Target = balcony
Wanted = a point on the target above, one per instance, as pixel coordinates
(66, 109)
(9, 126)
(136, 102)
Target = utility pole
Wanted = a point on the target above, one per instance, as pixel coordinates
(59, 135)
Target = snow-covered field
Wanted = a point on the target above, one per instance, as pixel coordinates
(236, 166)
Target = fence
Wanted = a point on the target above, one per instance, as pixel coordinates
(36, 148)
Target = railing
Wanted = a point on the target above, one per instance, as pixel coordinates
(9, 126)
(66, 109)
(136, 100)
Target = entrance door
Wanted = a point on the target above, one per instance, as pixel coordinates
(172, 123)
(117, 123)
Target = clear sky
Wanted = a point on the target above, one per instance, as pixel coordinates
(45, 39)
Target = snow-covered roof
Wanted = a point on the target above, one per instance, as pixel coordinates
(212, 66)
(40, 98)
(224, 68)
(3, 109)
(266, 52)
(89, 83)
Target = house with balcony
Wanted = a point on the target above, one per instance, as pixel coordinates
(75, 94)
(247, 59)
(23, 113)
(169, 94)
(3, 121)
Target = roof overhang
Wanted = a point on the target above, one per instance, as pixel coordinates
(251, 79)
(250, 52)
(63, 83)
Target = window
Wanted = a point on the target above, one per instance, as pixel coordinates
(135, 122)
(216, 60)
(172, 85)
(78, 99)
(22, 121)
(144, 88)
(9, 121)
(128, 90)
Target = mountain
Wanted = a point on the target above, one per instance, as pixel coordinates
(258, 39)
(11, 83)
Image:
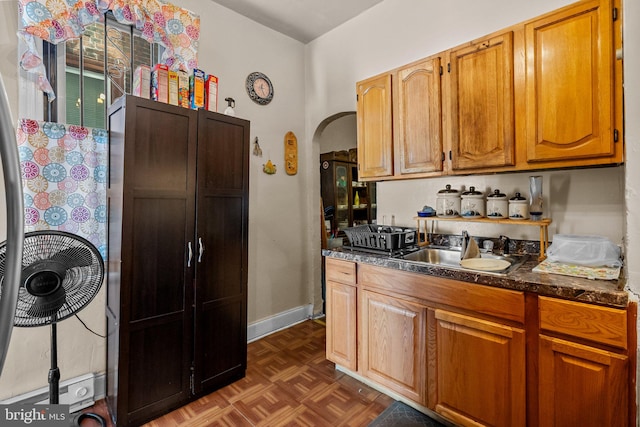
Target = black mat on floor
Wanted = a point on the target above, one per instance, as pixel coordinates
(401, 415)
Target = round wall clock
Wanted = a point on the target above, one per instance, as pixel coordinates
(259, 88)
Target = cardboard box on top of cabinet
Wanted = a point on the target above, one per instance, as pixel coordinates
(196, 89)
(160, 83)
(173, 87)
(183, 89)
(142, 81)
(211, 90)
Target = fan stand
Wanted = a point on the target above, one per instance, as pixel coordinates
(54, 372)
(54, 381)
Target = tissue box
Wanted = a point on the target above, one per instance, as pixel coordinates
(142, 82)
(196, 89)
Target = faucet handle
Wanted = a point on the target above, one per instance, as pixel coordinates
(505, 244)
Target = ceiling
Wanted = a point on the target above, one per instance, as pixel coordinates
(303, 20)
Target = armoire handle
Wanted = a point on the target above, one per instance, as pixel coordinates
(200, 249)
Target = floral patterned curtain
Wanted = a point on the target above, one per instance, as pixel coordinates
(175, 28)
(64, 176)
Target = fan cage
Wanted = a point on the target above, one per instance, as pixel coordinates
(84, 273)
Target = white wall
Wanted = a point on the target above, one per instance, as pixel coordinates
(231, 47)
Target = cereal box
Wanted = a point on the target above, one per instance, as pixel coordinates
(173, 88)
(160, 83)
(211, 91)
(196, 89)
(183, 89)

_Problem description_
From the records given above, reproduce all text exactly and exclude each picture.

_Answer to the problem_
Target = balcony
Wanted = a point on the target above, one per instance, as pixel coordinates
(66, 109)
(9, 126)
(136, 102)
Target = utility pole
Wanted = a point on the target above, one per instance, as pixel coordinates
(59, 135)
Target = snow-covered field
Wanted = a point on the target above, one per instance, as pixel coordinates
(236, 166)
Target = fence
Wanted = a point on the target above, one per instance, as pixel coordinates
(36, 148)
Target = railing
Wanted = a point on the target above, one per instance, as pixel coordinates
(9, 126)
(66, 109)
(136, 100)
Target = entrance door
Wanted = a point on the target above, one per instance, as pixel coordinates
(172, 123)
(117, 123)
Target = clear sky
Wanted = a point on the target above, one per instance, as pixel coordinates
(45, 39)
Target = snow-covered roof
Wanted = a point on the target above, one per instance, as pixel coordinates
(212, 66)
(40, 98)
(224, 68)
(3, 109)
(266, 52)
(89, 83)
Target = house with balcony
Wanted = a point on the target above, one per instance, as pixel coordinates
(75, 94)
(247, 59)
(23, 113)
(169, 94)
(3, 121)
Target = roof overhang
Wanted = a point on the target above, one per instance, as pixel coordinates
(251, 79)
(250, 52)
(63, 83)
Target = window
Wanted = a point on the target above, one per instance, as pixel coordinates
(135, 122)
(216, 60)
(172, 85)
(78, 99)
(22, 121)
(144, 88)
(9, 121)
(128, 90)
Target = mountain
Wanted = a point on the target above, one per instance, as pixel coordinates
(258, 39)
(11, 83)
Image:
Target = black mat on floor
Wanted = a point on the target above, one per instance, as pixel coordinates
(401, 415)
Target = round wall clock
Wanted = a point on the target above, one per instance, as pixel coordinates
(259, 88)
Target = cardboard box on top of cabinet
Wanted = a point on the target above, one per instance, as pixel coordinates
(196, 89)
(160, 83)
(173, 87)
(183, 89)
(142, 81)
(211, 90)
Target = fan stand
Wanted = a point on the target above, one per instance, as pixel coordinates
(54, 372)
(54, 381)
Target = tissue box
Wanted = a point on the target above, one per instance, as pixel coordinates
(142, 82)
(196, 89)
Target = faucet handle
Wanted = a point on the target above, one per instance, as pixel coordinates
(505, 244)
Target = ceiling
Wanted = a point on the target above, one per instance, as pixel coordinates
(303, 20)
Target = armoire handle
Wanted = a point on the target above, one per instance, as pixel coordinates
(200, 249)
Target = floral patterned curtain
Wanted = a point on the target above, one per instance, as pixel coordinates
(175, 28)
(64, 176)
Target = fan cage
Wanted = a point on the target above, one per instance, as pixel coordinates
(84, 273)
Target = white wall
Wanted = a point on the target above, one per instance, as pixel coordinates
(231, 47)
Target = cereal box
Wanted = a point on the target above, one per instance, as pixel coordinates
(173, 88)
(160, 83)
(211, 91)
(196, 89)
(183, 89)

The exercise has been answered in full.